• [QUESTIONS D'ÉTUDE]
- A) Résumez en deux phrases l'extrait sur le Black Friday.
- B) Recopiez fidèlement un passage de l'extrait sur le Black Friday : commencez aux mots « Noël, c'est toujours » et arrêtez-vous après « du Black Friday ? ».

• [TEXTE EXTRAIT]
Est-ce que ce n'est pas un peu paradoxal ? Est-ce que ça a encore du sens en 2023 de faire ces grosses journées promotionnelles ? Il y a d'autres enseignes qui ne le font plus, est-ce que c'est une réflexion que vous avez menée ?

Noël, c'est toujours l'opportunité pour les personnes de faire les achats dont ils ont besoin pour eux et de faire des cadeaux. Les produits que nous vendons, pour l'essentiel, sont des produits dont on a besoin pour vivre au quotidien. Ce ne sont pas des superflus ni des achats qu'on jette. Quand on achète une machine à laver, normalement, on ne le fait pas par plaisir, on le fait parce qu'on en a besoin. Quand vous achetez un livre, c'est parce que vous avez envie de vous éduquer et de vous cultiver. Donc nous, on ne pense pas être dans la consommation poussée. Ce qu'on vend pour le Black Friday, c'est exactement ce qu'on vendra pendant l'année, Noël inclus. Sauf que là il y a des opportunités d'achat et le consommateur cherche ces opportunités pour son pouvoir d'achat.

Donc on ne vous verra pas renoncer aux opérations promotionnelles du Black Friday ?

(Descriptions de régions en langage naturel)
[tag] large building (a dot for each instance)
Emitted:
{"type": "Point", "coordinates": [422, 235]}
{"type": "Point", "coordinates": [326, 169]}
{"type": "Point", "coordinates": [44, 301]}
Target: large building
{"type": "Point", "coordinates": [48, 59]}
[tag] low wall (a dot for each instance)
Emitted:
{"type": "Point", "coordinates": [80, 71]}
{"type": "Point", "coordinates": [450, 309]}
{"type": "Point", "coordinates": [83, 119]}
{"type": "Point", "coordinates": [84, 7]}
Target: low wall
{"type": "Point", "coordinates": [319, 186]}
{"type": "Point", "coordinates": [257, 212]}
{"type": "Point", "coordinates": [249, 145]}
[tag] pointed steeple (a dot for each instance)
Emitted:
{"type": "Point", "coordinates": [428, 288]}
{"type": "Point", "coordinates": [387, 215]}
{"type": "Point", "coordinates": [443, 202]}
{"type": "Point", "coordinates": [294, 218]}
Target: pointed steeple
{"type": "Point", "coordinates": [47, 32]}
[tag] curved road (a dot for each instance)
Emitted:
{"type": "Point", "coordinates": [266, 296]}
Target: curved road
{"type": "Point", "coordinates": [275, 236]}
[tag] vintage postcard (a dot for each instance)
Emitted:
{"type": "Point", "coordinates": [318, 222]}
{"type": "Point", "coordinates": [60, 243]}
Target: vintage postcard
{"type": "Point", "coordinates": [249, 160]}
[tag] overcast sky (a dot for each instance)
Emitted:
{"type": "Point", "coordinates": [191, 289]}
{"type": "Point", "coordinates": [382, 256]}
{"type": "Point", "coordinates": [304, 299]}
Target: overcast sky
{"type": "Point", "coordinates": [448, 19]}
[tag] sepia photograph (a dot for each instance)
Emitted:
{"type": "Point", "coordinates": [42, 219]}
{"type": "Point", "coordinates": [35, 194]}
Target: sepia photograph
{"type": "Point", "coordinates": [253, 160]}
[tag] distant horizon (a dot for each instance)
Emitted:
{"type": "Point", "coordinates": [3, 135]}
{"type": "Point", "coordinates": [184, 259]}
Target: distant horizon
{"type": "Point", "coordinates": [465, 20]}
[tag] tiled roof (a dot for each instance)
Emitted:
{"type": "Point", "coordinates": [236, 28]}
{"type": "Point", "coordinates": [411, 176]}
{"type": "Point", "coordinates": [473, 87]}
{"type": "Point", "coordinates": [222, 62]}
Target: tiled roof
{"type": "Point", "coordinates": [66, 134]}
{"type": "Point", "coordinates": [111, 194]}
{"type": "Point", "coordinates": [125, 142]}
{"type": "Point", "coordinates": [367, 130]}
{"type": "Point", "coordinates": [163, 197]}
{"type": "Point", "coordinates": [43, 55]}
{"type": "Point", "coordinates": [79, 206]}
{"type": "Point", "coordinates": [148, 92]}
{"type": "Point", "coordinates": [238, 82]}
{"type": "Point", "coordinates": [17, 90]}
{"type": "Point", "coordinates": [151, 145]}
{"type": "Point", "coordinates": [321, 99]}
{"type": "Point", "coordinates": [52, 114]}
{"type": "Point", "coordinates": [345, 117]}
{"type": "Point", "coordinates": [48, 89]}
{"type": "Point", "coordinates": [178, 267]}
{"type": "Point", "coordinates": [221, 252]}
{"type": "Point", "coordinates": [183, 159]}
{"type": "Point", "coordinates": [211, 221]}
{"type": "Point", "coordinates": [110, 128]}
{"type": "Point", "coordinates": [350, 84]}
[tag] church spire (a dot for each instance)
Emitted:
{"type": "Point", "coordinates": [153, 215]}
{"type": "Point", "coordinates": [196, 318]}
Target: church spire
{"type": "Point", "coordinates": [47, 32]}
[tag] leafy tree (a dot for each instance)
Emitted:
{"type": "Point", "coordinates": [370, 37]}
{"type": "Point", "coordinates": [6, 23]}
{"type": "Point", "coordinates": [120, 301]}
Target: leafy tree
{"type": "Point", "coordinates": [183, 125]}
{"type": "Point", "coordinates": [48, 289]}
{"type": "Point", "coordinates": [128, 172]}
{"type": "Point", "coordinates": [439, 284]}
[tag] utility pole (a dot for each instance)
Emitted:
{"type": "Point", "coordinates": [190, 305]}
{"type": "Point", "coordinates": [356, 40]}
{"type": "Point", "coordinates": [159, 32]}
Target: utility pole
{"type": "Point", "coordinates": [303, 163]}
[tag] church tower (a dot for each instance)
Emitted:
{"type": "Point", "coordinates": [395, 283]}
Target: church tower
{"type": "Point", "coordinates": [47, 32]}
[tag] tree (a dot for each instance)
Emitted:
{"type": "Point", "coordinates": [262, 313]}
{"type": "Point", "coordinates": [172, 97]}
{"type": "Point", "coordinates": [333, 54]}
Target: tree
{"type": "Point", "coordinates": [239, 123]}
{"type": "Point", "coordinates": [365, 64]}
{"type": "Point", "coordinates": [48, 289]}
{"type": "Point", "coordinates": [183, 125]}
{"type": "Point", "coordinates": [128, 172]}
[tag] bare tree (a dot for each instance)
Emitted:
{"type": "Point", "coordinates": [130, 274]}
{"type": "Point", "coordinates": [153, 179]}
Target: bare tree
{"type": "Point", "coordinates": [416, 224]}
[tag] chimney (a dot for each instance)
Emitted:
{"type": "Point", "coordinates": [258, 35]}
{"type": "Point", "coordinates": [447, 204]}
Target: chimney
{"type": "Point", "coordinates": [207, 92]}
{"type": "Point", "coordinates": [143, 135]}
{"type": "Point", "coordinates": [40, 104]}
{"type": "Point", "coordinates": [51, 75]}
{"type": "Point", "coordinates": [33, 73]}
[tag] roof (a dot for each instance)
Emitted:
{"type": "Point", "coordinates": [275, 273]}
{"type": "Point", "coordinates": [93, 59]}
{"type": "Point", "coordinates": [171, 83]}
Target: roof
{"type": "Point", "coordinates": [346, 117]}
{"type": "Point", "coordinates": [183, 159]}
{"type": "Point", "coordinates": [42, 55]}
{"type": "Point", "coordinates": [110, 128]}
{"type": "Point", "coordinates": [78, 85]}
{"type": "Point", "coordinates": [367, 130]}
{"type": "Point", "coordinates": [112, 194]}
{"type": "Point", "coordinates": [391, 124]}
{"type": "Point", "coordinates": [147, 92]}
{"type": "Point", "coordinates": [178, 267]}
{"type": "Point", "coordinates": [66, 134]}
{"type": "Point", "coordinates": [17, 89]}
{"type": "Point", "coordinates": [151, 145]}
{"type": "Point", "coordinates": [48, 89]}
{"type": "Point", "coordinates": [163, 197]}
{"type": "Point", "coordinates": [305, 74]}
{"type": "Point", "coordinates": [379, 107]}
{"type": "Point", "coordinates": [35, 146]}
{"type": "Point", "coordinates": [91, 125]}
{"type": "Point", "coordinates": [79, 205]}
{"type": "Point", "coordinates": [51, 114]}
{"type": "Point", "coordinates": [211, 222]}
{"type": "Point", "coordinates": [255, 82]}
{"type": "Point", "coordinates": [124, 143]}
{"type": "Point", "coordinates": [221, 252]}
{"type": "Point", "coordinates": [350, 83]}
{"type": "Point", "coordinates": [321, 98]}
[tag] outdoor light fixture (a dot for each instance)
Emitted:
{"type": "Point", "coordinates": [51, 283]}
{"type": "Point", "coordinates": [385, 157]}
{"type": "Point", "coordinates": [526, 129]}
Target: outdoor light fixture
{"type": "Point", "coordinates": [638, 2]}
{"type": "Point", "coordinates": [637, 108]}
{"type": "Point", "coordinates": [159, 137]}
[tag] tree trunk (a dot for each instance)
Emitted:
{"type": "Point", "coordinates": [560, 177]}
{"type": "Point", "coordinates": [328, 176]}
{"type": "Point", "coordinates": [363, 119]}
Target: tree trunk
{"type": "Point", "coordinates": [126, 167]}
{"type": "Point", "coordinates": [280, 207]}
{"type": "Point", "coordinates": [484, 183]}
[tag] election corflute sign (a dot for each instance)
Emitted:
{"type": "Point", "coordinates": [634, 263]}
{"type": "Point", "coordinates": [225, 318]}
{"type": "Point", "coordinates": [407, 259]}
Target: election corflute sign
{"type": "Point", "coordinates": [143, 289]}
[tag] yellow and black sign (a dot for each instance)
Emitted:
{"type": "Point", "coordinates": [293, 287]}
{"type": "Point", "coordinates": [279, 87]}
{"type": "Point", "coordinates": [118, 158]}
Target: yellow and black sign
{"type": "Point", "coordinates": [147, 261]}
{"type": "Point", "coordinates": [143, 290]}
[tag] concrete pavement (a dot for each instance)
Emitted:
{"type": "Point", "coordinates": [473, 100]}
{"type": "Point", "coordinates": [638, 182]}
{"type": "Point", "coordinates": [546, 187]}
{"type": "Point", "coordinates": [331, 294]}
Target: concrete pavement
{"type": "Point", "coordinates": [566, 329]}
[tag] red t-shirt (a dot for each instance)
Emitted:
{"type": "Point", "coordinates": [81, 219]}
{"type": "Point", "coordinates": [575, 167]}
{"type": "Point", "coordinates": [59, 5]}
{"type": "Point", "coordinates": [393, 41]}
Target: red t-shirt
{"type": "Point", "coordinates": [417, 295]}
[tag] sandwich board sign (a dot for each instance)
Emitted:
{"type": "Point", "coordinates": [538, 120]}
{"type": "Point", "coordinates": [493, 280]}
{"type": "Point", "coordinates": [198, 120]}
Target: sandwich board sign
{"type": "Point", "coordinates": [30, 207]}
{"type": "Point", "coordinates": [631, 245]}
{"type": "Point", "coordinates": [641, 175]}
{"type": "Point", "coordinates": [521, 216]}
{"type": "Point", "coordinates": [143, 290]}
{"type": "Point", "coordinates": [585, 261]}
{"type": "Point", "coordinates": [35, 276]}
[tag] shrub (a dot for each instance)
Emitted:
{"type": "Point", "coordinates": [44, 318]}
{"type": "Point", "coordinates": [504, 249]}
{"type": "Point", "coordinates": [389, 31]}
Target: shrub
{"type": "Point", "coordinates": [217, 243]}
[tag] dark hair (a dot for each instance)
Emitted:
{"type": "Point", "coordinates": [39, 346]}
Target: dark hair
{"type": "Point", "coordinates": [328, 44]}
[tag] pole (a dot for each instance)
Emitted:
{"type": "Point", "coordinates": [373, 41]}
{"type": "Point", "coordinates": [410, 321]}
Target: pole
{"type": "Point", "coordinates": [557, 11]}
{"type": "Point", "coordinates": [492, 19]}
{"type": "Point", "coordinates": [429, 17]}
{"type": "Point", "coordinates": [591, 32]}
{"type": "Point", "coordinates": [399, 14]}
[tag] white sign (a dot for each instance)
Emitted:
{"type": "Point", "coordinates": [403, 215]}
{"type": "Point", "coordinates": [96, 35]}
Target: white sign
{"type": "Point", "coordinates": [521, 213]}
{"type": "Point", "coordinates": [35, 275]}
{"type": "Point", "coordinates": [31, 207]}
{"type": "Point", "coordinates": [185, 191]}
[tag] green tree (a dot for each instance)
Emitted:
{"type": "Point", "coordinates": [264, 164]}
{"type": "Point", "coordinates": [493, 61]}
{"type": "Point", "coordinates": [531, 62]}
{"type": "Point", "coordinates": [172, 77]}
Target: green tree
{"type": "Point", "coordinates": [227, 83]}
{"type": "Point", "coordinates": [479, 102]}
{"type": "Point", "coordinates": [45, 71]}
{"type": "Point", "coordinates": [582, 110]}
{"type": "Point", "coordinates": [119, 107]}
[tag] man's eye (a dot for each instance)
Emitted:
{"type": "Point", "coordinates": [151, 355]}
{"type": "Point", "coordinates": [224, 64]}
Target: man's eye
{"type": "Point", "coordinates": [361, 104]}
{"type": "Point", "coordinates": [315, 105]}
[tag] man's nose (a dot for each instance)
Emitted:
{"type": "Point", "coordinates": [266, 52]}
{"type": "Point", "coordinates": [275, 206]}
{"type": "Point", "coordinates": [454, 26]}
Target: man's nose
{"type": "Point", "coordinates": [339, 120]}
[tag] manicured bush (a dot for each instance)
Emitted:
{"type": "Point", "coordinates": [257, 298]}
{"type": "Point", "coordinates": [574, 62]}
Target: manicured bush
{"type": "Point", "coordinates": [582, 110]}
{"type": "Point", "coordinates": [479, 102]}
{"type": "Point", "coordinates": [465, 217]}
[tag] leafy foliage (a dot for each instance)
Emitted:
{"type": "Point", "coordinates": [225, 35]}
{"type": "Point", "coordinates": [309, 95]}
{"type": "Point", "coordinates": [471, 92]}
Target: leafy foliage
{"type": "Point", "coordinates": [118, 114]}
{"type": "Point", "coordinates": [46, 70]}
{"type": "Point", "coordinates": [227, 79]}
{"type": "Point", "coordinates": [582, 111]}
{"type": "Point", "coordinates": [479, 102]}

• [RÉPONSES AUX EXERCICES]
- A) Interrogée sur le sens des grosses journées promotionnelles en 2023, la personne interrogée répond que les produits vendus, comme une machine à laver ou un livre, servent surtout à vivre au quotidien et ne relèvent pas d'une consommation poussée. La réponse précise que ce qui se vend pendant le Black Friday est exactement ce qui se vendra pendant l'année, mais que le consommateur y cherche des opportunités d'achat pour son pouvoir d'achat.

- B)
Noël, c'est toujours l'opportunité pour les personnes de faire les achats dont ils ont besoin pour eux et de faire des cadeaux. Les produits que nous vendons, pour l'essentiel, sont des produits dont on a besoin pour vivre au quotidien. Ce ne sont pas des superflus ni des achats qu'on jette. Quand on achète une machine à laver, normalement, on ne le fait pas par plaisir, on le fait parce qu'on en a besoin. Quand vous achetez un livre, c'est parce que vous avez envie de vous éduquer et de vous cultiver. Donc nous, on ne pense pas être dans la consommation poussée. Ce qu'on vend pour le Black Friday, c'est exactement ce qu'on vendra pendant l'année, Noël inclus. Sauf que là il y a des opportunités d'achat et le consommateur cherche ces opportunités pour son pouvoir d'achat.

Donc on ne vous verra pas renoncer aux opérations promotionnelles du Black Friday ?